## MATERIAL PROVIDED:
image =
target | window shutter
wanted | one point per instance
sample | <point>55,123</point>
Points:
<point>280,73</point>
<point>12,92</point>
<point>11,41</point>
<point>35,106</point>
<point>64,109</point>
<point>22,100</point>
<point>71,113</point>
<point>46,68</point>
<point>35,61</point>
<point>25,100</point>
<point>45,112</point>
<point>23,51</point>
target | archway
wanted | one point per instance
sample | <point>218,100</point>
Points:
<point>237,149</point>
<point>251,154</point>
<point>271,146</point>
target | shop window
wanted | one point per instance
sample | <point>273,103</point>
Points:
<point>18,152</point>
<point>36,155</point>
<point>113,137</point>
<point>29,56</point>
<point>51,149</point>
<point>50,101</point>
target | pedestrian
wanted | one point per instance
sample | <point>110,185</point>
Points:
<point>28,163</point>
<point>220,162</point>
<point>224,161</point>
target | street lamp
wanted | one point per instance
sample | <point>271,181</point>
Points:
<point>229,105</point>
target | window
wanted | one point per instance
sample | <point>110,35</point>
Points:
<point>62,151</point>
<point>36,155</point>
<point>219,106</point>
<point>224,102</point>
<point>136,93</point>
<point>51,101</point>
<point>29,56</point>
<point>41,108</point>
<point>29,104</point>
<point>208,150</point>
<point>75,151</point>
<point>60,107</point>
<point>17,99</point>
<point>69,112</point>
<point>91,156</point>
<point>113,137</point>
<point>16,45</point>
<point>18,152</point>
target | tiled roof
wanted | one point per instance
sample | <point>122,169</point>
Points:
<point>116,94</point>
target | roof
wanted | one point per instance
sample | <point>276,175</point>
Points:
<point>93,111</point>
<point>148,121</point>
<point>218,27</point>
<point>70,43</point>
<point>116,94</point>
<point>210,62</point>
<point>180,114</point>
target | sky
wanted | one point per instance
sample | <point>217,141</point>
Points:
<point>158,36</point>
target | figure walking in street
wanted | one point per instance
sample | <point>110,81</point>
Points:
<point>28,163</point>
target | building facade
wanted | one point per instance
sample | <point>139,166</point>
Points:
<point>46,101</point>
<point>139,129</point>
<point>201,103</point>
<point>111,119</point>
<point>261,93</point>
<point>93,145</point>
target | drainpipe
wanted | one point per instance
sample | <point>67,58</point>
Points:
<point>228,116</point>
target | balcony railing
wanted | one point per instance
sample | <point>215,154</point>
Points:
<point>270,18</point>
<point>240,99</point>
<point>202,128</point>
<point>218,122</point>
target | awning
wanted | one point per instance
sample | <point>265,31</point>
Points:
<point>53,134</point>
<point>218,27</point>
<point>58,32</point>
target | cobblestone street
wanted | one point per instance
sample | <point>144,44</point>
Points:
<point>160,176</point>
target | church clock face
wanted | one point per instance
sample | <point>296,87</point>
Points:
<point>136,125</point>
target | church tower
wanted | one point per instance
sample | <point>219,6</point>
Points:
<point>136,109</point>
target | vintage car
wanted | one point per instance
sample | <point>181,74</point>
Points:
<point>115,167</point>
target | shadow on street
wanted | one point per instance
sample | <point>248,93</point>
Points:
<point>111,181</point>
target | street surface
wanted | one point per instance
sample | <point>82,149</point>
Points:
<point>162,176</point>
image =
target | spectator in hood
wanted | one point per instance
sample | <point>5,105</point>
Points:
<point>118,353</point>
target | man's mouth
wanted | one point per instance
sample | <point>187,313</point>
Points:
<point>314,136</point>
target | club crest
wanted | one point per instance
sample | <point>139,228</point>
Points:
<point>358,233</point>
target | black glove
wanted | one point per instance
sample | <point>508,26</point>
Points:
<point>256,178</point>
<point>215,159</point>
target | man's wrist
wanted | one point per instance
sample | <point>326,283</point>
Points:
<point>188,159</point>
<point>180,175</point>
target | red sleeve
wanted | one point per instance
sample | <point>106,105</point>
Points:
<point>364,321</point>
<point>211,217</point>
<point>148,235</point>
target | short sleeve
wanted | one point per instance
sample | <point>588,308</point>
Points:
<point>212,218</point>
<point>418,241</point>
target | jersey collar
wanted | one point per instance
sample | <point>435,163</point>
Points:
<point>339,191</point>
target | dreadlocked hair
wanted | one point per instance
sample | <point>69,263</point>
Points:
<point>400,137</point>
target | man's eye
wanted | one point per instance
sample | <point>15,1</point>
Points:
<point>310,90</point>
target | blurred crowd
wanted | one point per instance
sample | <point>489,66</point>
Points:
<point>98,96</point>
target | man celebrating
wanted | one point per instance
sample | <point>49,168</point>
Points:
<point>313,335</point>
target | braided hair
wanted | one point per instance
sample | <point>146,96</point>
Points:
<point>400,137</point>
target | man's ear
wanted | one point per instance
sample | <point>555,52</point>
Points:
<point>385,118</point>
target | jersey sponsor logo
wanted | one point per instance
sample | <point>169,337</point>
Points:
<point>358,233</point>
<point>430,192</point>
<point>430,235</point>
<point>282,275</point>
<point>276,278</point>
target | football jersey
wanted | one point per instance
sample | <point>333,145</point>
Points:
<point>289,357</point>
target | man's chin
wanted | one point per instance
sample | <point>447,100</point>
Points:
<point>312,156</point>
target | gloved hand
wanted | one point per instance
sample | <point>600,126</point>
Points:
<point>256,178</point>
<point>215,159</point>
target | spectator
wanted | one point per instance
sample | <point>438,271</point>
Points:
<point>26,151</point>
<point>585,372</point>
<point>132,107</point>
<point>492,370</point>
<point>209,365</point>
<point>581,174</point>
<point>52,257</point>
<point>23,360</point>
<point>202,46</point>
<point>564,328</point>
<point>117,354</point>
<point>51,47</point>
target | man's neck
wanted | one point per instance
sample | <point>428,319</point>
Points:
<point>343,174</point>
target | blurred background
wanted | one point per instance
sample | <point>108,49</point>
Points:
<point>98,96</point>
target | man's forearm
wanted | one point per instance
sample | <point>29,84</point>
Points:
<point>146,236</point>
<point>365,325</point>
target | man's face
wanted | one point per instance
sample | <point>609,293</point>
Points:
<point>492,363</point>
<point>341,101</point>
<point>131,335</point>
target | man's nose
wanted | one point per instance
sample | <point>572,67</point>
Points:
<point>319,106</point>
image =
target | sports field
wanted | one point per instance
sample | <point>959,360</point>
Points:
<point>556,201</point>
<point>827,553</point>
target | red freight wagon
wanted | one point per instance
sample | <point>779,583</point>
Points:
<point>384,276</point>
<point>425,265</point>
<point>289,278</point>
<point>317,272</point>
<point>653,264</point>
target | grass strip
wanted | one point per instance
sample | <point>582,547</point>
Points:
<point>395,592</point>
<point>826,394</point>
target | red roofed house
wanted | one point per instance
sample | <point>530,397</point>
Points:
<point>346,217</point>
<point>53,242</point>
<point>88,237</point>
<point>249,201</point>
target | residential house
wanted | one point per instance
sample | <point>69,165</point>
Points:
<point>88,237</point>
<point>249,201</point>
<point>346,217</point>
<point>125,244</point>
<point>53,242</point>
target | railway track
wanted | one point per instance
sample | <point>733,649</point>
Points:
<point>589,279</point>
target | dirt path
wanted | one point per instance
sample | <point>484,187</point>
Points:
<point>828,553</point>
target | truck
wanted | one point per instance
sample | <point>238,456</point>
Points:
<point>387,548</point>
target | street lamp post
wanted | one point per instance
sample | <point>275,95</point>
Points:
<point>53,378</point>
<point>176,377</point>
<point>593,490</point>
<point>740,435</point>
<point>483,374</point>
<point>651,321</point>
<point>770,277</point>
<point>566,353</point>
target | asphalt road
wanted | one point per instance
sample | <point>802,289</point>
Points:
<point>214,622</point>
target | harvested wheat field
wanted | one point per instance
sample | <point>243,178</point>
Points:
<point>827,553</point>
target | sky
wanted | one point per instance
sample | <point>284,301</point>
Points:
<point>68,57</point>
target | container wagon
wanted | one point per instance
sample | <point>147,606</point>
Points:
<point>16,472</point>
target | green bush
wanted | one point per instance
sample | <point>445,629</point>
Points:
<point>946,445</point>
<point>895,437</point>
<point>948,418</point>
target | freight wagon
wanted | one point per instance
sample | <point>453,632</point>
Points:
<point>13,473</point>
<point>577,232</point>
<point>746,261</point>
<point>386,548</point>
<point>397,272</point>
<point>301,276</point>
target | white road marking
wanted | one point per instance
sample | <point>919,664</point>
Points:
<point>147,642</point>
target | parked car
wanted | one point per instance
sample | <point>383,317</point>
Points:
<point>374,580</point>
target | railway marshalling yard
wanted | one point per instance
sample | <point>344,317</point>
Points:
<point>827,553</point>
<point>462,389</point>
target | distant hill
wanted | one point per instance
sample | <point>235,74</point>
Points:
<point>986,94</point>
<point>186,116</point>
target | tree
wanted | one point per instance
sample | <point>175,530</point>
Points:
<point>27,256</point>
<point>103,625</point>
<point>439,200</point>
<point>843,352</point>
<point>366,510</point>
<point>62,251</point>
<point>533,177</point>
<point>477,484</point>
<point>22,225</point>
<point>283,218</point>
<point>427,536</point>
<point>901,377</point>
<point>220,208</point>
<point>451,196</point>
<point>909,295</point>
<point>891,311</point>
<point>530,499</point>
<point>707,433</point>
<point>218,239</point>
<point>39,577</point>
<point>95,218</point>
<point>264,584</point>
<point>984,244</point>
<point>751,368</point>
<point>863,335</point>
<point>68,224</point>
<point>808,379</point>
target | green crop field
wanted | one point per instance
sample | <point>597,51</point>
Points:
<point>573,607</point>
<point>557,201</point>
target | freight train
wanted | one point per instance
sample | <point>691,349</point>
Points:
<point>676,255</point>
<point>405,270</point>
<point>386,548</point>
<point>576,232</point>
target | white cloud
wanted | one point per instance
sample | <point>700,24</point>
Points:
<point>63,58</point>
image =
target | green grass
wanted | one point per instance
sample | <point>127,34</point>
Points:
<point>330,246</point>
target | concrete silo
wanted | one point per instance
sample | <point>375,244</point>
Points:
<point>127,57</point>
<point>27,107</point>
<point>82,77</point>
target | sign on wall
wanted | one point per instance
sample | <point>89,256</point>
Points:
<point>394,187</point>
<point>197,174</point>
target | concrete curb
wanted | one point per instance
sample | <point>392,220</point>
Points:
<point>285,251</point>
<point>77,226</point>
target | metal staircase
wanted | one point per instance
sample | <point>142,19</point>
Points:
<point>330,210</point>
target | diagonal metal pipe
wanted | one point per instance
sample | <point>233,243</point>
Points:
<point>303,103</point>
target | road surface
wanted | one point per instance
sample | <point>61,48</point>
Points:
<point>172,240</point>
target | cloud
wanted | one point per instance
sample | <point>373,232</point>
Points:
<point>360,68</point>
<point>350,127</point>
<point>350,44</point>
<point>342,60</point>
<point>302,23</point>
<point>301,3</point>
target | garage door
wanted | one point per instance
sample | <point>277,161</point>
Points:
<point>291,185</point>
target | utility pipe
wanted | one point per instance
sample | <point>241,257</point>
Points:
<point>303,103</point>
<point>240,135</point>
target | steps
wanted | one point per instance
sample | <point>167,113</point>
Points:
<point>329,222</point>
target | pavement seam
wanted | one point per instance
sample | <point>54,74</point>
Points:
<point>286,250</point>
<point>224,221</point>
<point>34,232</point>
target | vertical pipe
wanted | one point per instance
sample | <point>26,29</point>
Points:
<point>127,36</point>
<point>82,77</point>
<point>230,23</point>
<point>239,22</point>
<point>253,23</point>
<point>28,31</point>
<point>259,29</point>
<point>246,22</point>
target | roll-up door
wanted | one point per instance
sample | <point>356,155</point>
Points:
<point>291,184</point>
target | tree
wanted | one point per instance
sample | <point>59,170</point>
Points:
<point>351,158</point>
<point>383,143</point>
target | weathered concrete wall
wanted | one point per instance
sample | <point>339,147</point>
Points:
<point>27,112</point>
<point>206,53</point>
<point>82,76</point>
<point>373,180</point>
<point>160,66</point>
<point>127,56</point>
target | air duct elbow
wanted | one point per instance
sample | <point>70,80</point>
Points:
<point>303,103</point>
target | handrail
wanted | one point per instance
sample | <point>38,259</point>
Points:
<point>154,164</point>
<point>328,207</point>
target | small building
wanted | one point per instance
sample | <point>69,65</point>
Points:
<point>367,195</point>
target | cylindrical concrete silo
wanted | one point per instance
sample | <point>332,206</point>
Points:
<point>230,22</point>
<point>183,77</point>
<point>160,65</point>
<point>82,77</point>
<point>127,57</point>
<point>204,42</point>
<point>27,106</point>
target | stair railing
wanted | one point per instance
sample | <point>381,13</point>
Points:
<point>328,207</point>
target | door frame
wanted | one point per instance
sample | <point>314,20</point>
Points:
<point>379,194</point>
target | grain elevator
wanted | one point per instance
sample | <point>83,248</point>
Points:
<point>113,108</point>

## EXERCISE GOAL:
For every line of the material above that contains the word "street", show the line.

## RESULT OF THIS EXERCISE:
target | street lamp
target | figure walking in street
target | cobblestone street
target | shadow on street
target | street surface
target | street lamp post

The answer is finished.